── Document text

Danny: Well I got AIDS, but other than that, I'm doing pretty good.
[laugh track]
-Mr. Belvedere, "Wesley's Friend"
Monroe: The big one said if I knew what was good for me, I'd better cooperate. And I cooperated. In fact, I cooperated all night.
[laugh track]
-Too Close For Comfort, "For Every Man There's Two Women"
Mr. Horton: What's the old saying... you scratch my back, I'll scratch yours?
Arnold: You keep coming up with these presents, you can scratch me all over.
[laugh track]
-Diff'rent Strokes, "The Bicycle Man"
In the 80s, family sitcoms felt the need to stare into the gaping maw of existence from time to time, and scare the ever-loving crap out of our parents with "A Very Special Episode." In a sense, these shows attempted to raise awareness of the issues of our time and, hopefully, promote tolerance towards those who were different and shine a light on some of the dangers of childhood that weren't exactly talked about at that time. In practice, it worked... sort of. You'll never catch me playing hide and seek in a 50s era refrigerator, confronting a visibly intoxicated Tom Hanks after he'd drank a bottle of vanilla extract, and it'll be a cold day in hell before I enter a bicycle shop.
These episodes were always manifestly more serious - with the possible exception of the Too Close For Comfort episode in which Monroe (played by Jim J. Bullock type-cast in the Paul Lynde "wink, wink, nudge, nudge" role of a "confirmed bachelor") gets kidnapped and raped by two women - and often opened with a warning to parents by one of the actors that what was to come would be unsettling, and closed with the 1-800 number to a hotline for the societal problem-du-jour.
If this all sounds culturally traumatic, that's only because it totally was - and the laugh track made it worse. But worse yet, the affect these episodes had was worlds stronger on parents than their children. There's a home movie of a two-year-old me, my mother behind the camera, and "A Very Special Question" being asked:
Mom: Andrew, if a man says to come to his van for some candy, what do you do?
Me (in a snowsuit, eating snow): Go with him.
Mom (audibly flustered): No! No!!! You run to me right away!
Me: Then how will I get the candy?
Dad (off camera): [laugh track]
By the time these types of episodes had become rare - the early 90s - a strange thing had happened to our country... you stopped seeing kids playing outside. The horrible things that happen to children weren't on the rise, but with the rise of cable news, it sure as hell seemed that way. People walled themselves in, "play-dates" were arranged, you started to see kids (some pushing 8 years old) on shopping-mall leashes, the only games were "organized," and adult supervision was always required. We became, and in many ways still are, a culture of fear.

────
── Data extract

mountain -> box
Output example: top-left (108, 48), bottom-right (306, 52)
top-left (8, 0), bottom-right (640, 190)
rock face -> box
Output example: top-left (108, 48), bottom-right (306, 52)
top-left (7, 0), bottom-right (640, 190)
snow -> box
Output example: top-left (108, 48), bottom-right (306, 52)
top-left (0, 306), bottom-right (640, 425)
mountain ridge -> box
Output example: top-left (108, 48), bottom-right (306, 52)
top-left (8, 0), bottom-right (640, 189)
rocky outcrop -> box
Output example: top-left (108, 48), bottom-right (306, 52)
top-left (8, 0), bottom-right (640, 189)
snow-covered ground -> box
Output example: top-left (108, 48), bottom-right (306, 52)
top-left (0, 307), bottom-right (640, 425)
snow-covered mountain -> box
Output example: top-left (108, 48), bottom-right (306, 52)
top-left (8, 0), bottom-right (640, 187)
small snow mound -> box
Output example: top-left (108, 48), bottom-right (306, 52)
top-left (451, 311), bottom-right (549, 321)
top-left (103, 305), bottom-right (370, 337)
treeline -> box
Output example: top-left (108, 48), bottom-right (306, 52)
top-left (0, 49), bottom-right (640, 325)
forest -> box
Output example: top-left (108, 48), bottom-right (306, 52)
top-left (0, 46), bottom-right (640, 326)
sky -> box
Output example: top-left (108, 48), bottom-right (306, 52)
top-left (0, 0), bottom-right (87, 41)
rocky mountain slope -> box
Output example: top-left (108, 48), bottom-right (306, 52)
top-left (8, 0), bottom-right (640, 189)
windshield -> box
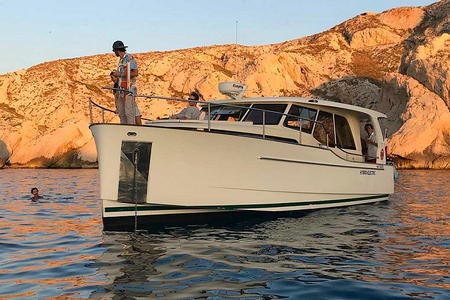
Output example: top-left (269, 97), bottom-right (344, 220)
top-left (202, 104), bottom-right (249, 121)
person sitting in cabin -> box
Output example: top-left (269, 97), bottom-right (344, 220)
top-left (170, 92), bottom-right (200, 120)
top-left (364, 124), bottom-right (378, 163)
top-left (30, 187), bottom-right (42, 202)
top-left (112, 41), bottom-right (142, 125)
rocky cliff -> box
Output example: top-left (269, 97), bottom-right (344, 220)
top-left (0, 0), bottom-right (450, 168)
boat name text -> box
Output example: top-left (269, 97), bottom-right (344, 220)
top-left (359, 170), bottom-right (375, 175)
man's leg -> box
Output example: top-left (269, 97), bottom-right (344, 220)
top-left (116, 93), bottom-right (127, 124)
top-left (133, 98), bottom-right (142, 125)
top-left (125, 94), bottom-right (136, 124)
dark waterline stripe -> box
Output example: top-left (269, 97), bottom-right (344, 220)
top-left (259, 157), bottom-right (384, 171)
top-left (105, 194), bottom-right (389, 212)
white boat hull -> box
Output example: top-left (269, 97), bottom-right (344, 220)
top-left (90, 124), bottom-right (394, 229)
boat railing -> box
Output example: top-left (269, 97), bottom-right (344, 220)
top-left (89, 87), bottom-right (345, 152)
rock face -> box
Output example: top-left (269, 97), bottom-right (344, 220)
top-left (0, 0), bottom-right (450, 168)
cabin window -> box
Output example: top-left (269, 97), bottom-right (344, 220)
top-left (202, 104), bottom-right (250, 121)
top-left (244, 104), bottom-right (287, 125)
top-left (284, 105), bottom-right (317, 133)
top-left (334, 115), bottom-right (356, 150)
top-left (313, 111), bottom-right (335, 147)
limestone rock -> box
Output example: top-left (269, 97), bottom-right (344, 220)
top-left (0, 0), bottom-right (450, 168)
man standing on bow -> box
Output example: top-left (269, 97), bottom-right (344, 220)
top-left (113, 41), bottom-right (142, 125)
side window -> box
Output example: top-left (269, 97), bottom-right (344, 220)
top-left (283, 105), bottom-right (317, 133)
top-left (334, 115), bottom-right (356, 150)
top-left (207, 104), bottom-right (250, 121)
top-left (244, 104), bottom-right (287, 125)
top-left (313, 111), bottom-right (335, 147)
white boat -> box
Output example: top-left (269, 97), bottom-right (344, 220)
top-left (90, 82), bottom-right (394, 230)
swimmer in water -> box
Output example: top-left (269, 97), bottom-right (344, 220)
top-left (30, 187), bottom-right (42, 202)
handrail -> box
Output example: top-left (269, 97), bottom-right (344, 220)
top-left (89, 99), bottom-right (153, 124)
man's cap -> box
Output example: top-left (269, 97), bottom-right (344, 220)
top-left (189, 92), bottom-right (200, 100)
top-left (113, 41), bottom-right (128, 50)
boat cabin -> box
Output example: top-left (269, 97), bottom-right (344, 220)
top-left (147, 97), bottom-right (386, 163)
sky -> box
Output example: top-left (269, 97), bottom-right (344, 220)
top-left (0, 0), bottom-right (435, 74)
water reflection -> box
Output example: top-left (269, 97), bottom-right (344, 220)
top-left (93, 171), bottom-right (450, 299)
top-left (0, 170), bottom-right (105, 299)
top-left (0, 170), bottom-right (450, 299)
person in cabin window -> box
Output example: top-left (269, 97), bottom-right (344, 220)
top-left (112, 41), bottom-right (142, 125)
top-left (170, 92), bottom-right (200, 120)
top-left (364, 124), bottom-right (378, 163)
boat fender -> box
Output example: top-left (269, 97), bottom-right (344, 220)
top-left (394, 167), bottom-right (400, 180)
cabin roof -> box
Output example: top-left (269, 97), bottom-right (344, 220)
top-left (204, 97), bottom-right (386, 118)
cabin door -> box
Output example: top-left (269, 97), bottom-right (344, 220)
top-left (118, 141), bottom-right (152, 203)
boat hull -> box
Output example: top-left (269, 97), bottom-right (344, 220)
top-left (90, 124), bottom-right (394, 230)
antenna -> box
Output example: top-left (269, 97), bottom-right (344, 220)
top-left (234, 20), bottom-right (238, 80)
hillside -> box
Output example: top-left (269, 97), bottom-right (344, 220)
top-left (0, 0), bottom-right (450, 168)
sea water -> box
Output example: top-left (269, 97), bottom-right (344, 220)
top-left (0, 169), bottom-right (450, 299)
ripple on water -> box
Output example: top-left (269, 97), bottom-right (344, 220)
top-left (0, 170), bottom-right (450, 299)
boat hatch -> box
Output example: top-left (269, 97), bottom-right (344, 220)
top-left (118, 141), bottom-right (152, 203)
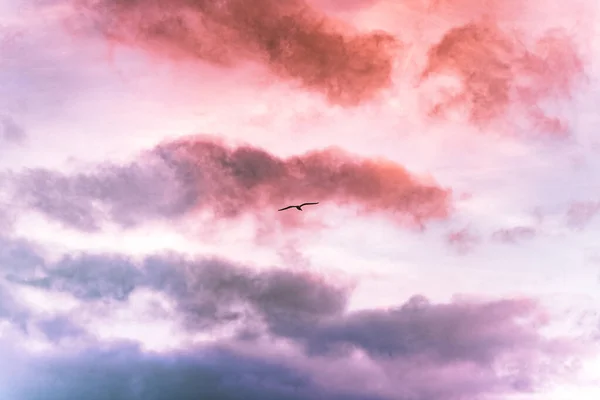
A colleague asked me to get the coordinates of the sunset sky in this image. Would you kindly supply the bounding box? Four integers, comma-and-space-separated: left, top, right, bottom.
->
0, 0, 600, 400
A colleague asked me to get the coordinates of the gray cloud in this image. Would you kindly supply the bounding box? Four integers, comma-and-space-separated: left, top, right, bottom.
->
77, 0, 396, 105
13, 137, 451, 231
0, 116, 26, 143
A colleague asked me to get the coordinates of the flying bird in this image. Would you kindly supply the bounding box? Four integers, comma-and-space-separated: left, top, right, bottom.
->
277, 203, 319, 211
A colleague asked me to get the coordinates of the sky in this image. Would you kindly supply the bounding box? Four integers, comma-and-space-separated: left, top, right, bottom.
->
0, 0, 600, 400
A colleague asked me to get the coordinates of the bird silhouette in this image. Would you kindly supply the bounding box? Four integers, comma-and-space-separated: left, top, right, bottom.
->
277, 202, 319, 211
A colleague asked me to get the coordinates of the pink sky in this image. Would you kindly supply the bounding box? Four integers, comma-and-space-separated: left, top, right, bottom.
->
0, 0, 600, 400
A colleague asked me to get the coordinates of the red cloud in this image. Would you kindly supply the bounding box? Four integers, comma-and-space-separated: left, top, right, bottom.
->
421, 21, 583, 134
76, 0, 395, 105
492, 226, 536, 243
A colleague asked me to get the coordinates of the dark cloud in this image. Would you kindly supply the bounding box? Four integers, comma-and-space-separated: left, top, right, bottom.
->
36, 315, 86, 342
446, 228, 480, 254
14, 138, 450, 230
0, 115, 26, 143
76, 0, 395, 105
15, 154, 200, 231
2, 244, 348, 329
422, 21, 583, 134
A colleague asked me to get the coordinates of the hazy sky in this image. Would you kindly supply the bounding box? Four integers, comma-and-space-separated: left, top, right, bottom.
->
0, 0, 600, 400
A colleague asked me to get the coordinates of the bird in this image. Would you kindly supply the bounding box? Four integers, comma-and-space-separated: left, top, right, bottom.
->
277, 202, 319, 211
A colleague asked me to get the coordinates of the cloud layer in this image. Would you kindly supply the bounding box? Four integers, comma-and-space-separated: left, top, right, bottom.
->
14, 138, 451, 230
79, 0, 395, 105
2, 241, 580, 400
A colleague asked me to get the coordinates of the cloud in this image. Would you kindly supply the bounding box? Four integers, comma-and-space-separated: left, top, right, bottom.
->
446, 228, 480, 254
77, 0, 395, 105
492, 226, 537, 243
2, 238, 584, 400
13, 138, 451, 231
8, 343, 382, 400
2, 242, 348, 329
0, 116, 26, 143
421, 20, 583, 134
566, 201, 600, 229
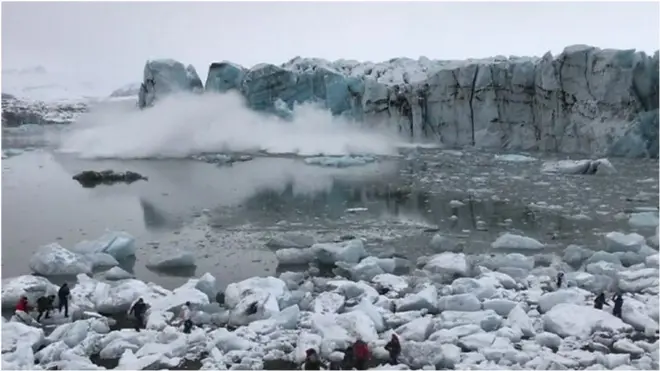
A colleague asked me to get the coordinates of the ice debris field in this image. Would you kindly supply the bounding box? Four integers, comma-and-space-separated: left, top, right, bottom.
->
2, 222, 659, 370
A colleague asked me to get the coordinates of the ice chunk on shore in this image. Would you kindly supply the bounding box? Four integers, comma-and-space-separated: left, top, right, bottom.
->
2, 274, 58, 309
305, 156, 376, 168
491, 232, 545, 250
495, 154, 537, 162
72, 232, 135, 260
543, 303, 632, 339
101, 267, 135, 281
146, 250, 195, 269
30, 243, 92, 276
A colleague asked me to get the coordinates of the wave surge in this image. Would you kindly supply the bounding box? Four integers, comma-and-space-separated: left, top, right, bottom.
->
60, 93, 401, 159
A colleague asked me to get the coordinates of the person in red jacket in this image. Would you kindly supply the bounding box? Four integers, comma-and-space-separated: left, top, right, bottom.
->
353, 339, 371, 370
16, 296, 30, 313
385, 334, 401, 365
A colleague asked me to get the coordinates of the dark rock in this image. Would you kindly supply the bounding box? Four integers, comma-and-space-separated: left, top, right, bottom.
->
73, 170, 149, 188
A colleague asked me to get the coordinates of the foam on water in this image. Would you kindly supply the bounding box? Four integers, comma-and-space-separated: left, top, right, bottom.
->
60, 94, 402, 159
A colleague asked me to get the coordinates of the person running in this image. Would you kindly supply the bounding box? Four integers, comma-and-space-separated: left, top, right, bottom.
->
181, 301, 193, 334
37, 295, 55, 322
612, 294, 623, 318
128, 298, 147, 332
385, 334, 401, 365
353, 340, 370, 370
57, 282, 71, 317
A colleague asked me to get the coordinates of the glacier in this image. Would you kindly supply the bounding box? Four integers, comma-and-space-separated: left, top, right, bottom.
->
138, 45, 659, 158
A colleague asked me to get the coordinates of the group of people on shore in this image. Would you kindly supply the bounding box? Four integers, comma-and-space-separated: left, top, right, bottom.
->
302, 334, 401, 370
15, 282, 193, 334
557, 272, 623, 319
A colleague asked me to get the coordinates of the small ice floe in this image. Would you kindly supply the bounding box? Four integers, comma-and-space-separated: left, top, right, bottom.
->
495, 154, 538, 162
541, 158, 616, 175
305, 156, 376, 168
491, 232, 545, 250
628, 210, 658, 228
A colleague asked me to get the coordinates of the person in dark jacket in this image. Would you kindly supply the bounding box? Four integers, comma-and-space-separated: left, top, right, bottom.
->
304, 348, 321, 370
385, 334, 401, 365
594, 292, 610, 309
612, 294, 623, 318
37, 295, 55, 322
557, 272, 564, 290
128, 298, 147, 332
353, 340, 370, 370
57, 282, 71, 317
16, 296, 30, 313
341, 346, 355, 370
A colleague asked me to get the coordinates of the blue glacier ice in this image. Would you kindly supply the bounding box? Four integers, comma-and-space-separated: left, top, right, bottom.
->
140, 45, 659, 158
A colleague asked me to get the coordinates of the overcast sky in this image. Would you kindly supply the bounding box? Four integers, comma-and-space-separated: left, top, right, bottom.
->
2, 2, 660, 83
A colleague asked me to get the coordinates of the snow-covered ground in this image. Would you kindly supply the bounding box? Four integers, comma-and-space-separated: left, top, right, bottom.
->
2, 225, 659, 370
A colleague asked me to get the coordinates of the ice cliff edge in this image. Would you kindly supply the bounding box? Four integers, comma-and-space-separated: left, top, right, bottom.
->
139, 45, 659, 158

────

**Work to complete**
(a) In the essay about 1980s sitcoms, by what period had these special episodes become rare?
(b) Name every television series quoted in the essay about 1980s sitcoms.
Rely solely on the essay about 1980s sitcoms, not the records.

**Results**
(a) By the early 90s.

(b) Mr. Belvedere; Too Close For Comfort; Diff'rent Strokes